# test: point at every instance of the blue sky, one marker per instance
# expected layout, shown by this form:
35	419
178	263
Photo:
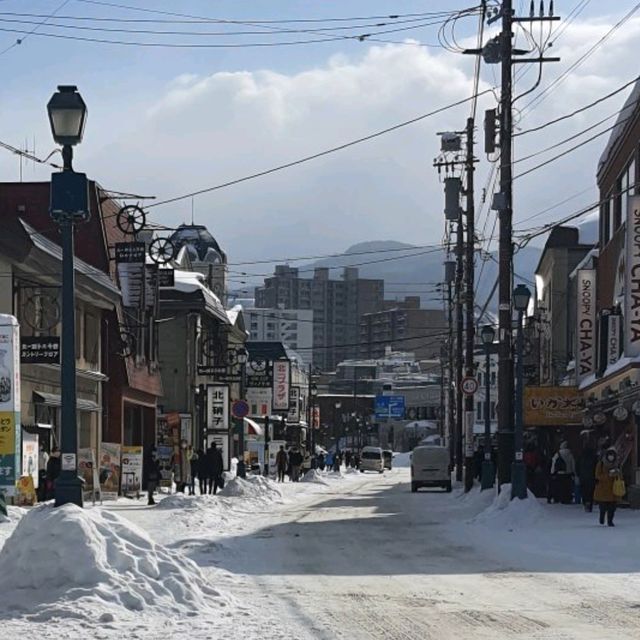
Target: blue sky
168	121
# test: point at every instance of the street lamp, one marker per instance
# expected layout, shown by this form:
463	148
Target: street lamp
241	356
521	297
487	335
69	205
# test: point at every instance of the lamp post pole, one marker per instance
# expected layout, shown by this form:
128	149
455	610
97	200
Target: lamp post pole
69	204
488	474
521	296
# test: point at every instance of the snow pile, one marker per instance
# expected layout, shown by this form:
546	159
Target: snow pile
504	513
255	487
92	564
314	476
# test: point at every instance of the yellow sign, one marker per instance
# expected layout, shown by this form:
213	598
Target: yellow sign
552	406
7	433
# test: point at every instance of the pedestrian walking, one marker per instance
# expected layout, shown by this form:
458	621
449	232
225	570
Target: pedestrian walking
281	463
151	474
563	469
215	468
587	475
54	465
608	491
194	466
296	462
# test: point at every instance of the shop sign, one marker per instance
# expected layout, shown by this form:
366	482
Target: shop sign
40	350
613	339
217	407
586	329
552	406
281	385
294	405
632	279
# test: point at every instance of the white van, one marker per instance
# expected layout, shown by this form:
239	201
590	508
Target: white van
430	467
371	459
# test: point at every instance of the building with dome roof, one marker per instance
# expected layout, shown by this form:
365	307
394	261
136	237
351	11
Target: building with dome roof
198	250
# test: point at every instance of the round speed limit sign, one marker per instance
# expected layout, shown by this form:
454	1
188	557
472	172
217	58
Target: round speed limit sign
469	385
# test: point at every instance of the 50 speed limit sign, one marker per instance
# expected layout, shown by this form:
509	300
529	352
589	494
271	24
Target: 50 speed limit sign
469	385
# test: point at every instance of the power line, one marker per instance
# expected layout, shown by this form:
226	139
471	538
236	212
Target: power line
321	153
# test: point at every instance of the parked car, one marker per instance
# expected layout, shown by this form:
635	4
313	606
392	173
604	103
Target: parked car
430	467
371	459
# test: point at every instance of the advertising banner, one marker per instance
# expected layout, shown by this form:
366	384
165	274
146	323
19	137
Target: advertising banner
552	406
586	329
281	385
217	407
613	339
10	450
294	405
109	470
632	280
89	473
131	469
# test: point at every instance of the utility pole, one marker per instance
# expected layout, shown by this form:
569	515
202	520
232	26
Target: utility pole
470	304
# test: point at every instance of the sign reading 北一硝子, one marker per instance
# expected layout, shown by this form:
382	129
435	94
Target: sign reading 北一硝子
632	280
586	318
10	449
552	406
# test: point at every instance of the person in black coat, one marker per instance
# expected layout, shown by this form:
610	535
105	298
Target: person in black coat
54	466
215	468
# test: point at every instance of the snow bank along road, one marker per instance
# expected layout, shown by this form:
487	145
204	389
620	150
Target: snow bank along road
356	557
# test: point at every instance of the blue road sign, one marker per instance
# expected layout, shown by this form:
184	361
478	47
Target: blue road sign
389	407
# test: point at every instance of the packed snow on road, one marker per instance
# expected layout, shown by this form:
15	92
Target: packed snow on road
340	555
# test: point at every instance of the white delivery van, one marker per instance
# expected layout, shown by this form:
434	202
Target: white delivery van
371	459
430	467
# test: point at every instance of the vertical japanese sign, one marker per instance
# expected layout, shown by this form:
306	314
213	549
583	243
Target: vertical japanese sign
281	385
10	450
586	329
294	405
217	407
632	280
613	339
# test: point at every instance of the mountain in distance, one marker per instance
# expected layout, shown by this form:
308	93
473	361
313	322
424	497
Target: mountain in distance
418	273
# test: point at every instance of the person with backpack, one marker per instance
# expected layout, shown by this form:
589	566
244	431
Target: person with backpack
563	470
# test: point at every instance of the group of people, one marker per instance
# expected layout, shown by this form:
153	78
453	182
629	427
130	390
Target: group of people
594	478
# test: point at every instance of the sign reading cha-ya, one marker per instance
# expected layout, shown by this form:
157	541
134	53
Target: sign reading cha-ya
632	279
586	329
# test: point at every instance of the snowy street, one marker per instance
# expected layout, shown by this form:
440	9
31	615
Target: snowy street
359	557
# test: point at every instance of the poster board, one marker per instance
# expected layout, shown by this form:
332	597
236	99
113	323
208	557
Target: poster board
109	470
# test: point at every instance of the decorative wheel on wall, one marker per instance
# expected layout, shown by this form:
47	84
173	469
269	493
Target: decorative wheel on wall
131	219
162	250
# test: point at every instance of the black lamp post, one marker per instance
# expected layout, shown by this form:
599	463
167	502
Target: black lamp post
521	297
487	335
69	205
241	358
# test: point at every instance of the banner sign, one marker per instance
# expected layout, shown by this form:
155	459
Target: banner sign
10	450
131	469
552	406
281	385
632	280
40	350
586	329
109	470
217	407
294	405
613	339
130	262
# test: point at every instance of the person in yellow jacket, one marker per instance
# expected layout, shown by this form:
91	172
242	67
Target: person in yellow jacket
607	472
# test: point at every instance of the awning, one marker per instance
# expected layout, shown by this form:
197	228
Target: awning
253	428
54	400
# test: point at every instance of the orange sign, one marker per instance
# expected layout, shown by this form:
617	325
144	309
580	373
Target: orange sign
552	406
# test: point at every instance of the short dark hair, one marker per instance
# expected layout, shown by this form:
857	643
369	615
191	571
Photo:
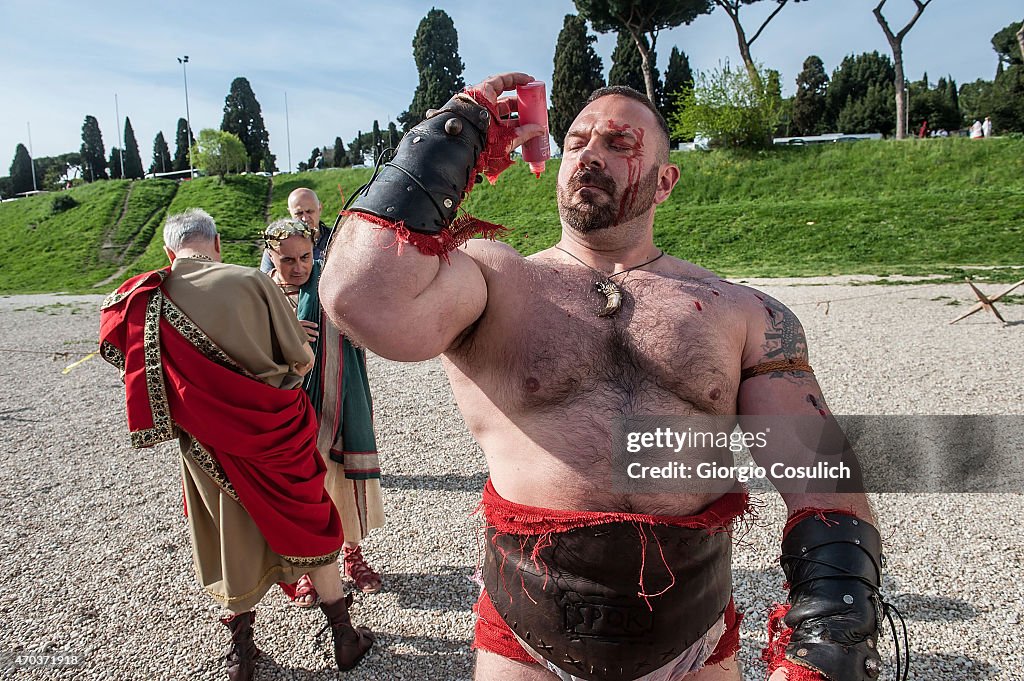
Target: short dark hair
627	91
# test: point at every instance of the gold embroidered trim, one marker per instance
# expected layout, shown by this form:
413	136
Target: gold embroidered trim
312	561
163	428
198	338
211	467
112	354
116	297
777	366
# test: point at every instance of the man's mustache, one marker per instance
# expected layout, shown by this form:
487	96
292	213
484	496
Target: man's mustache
592	178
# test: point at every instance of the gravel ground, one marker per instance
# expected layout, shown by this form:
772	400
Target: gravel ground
95	558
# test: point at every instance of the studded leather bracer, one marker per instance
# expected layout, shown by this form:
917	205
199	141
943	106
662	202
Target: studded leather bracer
833	562
423	185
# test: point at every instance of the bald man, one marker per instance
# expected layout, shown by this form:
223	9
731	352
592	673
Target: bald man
304	205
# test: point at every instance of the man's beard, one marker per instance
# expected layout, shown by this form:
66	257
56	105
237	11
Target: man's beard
585	216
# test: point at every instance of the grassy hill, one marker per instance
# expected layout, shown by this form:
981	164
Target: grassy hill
886	207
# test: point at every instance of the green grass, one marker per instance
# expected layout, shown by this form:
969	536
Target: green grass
919	207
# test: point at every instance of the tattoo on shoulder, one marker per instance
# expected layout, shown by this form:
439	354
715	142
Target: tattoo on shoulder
783	336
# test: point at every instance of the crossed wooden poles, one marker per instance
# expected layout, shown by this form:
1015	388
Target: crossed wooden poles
986	302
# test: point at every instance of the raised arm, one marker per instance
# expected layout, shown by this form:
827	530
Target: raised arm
391	280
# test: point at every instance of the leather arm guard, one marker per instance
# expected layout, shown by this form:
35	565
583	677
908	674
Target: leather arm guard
833	562
432	170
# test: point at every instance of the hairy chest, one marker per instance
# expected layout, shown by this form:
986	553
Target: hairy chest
675	344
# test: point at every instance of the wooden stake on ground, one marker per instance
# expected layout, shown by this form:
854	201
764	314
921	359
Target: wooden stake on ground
986	303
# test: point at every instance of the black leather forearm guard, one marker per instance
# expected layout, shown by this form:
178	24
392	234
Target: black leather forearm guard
423	185
834	567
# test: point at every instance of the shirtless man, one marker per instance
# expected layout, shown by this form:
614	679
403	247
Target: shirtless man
544	356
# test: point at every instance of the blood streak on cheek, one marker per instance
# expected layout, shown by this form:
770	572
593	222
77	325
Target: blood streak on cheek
633	163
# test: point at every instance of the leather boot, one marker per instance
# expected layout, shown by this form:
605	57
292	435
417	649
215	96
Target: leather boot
242	653
350	643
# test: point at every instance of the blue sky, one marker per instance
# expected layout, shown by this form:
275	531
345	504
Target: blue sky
344	64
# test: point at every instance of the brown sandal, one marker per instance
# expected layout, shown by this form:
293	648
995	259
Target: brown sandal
350	643
304	589
241	655
367	580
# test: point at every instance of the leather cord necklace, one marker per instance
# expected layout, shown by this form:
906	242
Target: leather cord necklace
608	288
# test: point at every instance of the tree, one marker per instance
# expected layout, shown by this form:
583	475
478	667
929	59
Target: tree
93	154
435	49
578	72
219	153
393	136
627	67
356	149
850	83
378	141
809	103
115	164
730	109
133	161
161	155
642	20
183	141
1006	45
341	159
732	7
20	171
678	81
896	44
244	119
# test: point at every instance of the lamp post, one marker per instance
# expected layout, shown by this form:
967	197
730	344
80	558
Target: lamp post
183	60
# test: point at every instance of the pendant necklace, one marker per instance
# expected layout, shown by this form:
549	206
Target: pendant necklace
611	290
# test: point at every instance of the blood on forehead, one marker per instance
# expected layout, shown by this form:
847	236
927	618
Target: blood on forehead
627	130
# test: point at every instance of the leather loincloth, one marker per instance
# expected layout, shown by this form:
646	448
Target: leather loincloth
608	600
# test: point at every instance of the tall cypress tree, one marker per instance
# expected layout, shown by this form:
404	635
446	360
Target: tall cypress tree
20	170
579	72
393	136
133	162
244	119
678	81
627	67
115	163
435	49
341	159
182	142
93	154
161	155
809	102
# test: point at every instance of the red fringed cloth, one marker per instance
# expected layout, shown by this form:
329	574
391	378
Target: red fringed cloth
496	159
508	517
257	441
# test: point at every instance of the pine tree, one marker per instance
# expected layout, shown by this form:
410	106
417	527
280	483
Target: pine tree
161	155
183	140
115	163
578	73
93	154
678	82
435	49
315	159
341	159
393	136
133	162
809	103
244	119
20	170
378	141
627	68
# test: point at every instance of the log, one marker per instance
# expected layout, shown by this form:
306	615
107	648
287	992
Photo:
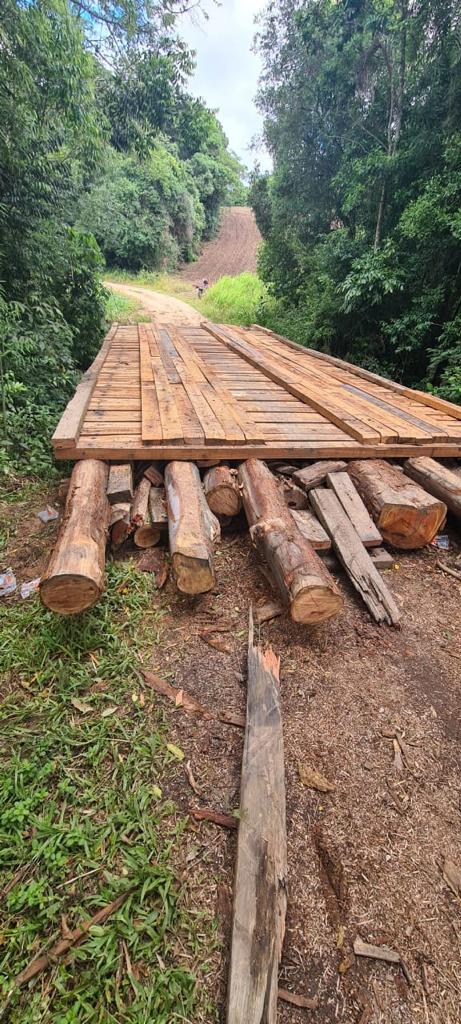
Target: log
145	536
120	485
354	508
309	526
260	894
439	481
221	491
406	515
193	528
74	579
354	557
120	523
154	474
311	476
302	580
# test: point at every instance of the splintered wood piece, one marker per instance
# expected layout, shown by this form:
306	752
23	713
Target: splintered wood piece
145	534
154	474
354	557
294	497
302	580
309	526
120	523
438	480
406	515
157	507
74	578
311	476
222	492
193	528
260	895
354	508
120	485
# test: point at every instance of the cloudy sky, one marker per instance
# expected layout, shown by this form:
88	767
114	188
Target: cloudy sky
226	71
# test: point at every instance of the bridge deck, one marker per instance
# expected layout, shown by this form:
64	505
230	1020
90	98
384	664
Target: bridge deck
215	391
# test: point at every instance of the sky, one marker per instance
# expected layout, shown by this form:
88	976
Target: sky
226	72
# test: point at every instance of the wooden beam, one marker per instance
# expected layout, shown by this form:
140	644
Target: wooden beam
260	894
354	557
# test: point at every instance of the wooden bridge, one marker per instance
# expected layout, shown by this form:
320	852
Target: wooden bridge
227	392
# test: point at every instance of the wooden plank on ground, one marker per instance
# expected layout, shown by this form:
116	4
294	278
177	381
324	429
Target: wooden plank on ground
260	894
354	508
67	432
354	557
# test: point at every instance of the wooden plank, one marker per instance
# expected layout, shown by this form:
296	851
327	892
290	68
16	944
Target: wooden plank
302	390
151	420
421	396
260	893
354	557
438	480
67	432
120	484
354	508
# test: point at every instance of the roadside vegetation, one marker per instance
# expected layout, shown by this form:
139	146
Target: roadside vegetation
84	818
362	215
105	158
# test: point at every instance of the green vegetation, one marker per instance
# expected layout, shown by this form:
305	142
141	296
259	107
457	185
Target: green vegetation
362	214
124	310
83	818
235	300
103	158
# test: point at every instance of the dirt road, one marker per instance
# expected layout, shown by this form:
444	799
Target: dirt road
162	307
233	252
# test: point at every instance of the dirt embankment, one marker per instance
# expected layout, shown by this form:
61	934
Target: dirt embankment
233	252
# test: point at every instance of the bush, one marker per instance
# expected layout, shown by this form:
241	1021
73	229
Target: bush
236	300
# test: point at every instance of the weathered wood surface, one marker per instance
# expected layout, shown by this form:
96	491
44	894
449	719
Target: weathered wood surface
193	528
439	481
222	492
311	476
259	891
302	580
120	484
309	526
406	515
354	508
120	523
74	578
354	557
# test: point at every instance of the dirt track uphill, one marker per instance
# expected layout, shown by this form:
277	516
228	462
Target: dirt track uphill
233	252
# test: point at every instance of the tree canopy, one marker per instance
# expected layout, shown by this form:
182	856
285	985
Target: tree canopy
362	214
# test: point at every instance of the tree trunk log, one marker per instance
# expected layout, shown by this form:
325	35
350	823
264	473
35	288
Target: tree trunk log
406	515
75	576
304	583
193	528
260	894
120	485
221	489
354	557
311	476
145	536
439	481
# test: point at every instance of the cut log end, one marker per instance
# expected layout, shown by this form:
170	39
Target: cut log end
194	576
70	595
315	602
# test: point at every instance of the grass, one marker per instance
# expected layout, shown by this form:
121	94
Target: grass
231	300
83	819
124	310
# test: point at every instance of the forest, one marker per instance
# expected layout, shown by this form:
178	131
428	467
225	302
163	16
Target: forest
362	215
105	157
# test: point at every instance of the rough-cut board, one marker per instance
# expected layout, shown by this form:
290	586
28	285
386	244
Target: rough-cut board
259	888
214	392
354	557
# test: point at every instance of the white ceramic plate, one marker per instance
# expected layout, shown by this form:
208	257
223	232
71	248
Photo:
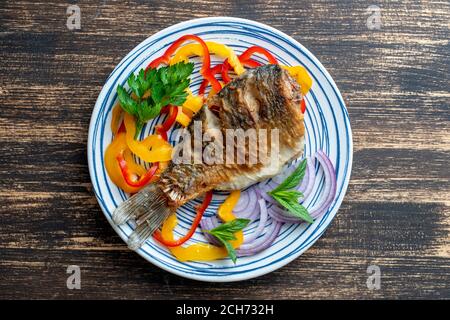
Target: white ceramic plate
327	128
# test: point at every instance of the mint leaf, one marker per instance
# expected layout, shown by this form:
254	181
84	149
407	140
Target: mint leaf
295	208
294	179
288	198
225	233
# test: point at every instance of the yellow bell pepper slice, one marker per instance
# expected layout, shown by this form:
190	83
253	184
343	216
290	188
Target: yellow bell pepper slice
151	149
182	118
204	251
116	114
192	104
302	76
117	146
218	49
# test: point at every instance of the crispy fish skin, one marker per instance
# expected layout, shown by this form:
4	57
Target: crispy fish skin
262	98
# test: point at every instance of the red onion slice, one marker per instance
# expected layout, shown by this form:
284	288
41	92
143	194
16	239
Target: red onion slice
247	204
330	186
262	222
261	243
307	185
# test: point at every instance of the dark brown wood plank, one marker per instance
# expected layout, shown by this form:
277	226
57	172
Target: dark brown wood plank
396	213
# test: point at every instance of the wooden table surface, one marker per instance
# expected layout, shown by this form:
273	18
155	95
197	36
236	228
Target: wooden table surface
396	214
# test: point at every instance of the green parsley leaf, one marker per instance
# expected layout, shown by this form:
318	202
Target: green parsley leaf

──────

== What you will do ==
Exactly reproduce the lines that run from the line with "# test: point at every instance of the dark" through the last line of the records, inclusive.

== Full output ==
# test: point at every instance of the dark brown wood plank, one marker per instance
# expected layout, shown by this form:
277	226
57	172
Target: dark brown wood plank
396	213
# test: point at every instance of the wooden table surface, one marker per instance
# expected layout, shown by this form:
273	18
155	95
197	36
236	228
Target: wooden table surface
396	214
# test: point at every instance of the green parsley leaf, one marker per instance
# expected layout, shown by this form:
318	202
Target: green parsley leaf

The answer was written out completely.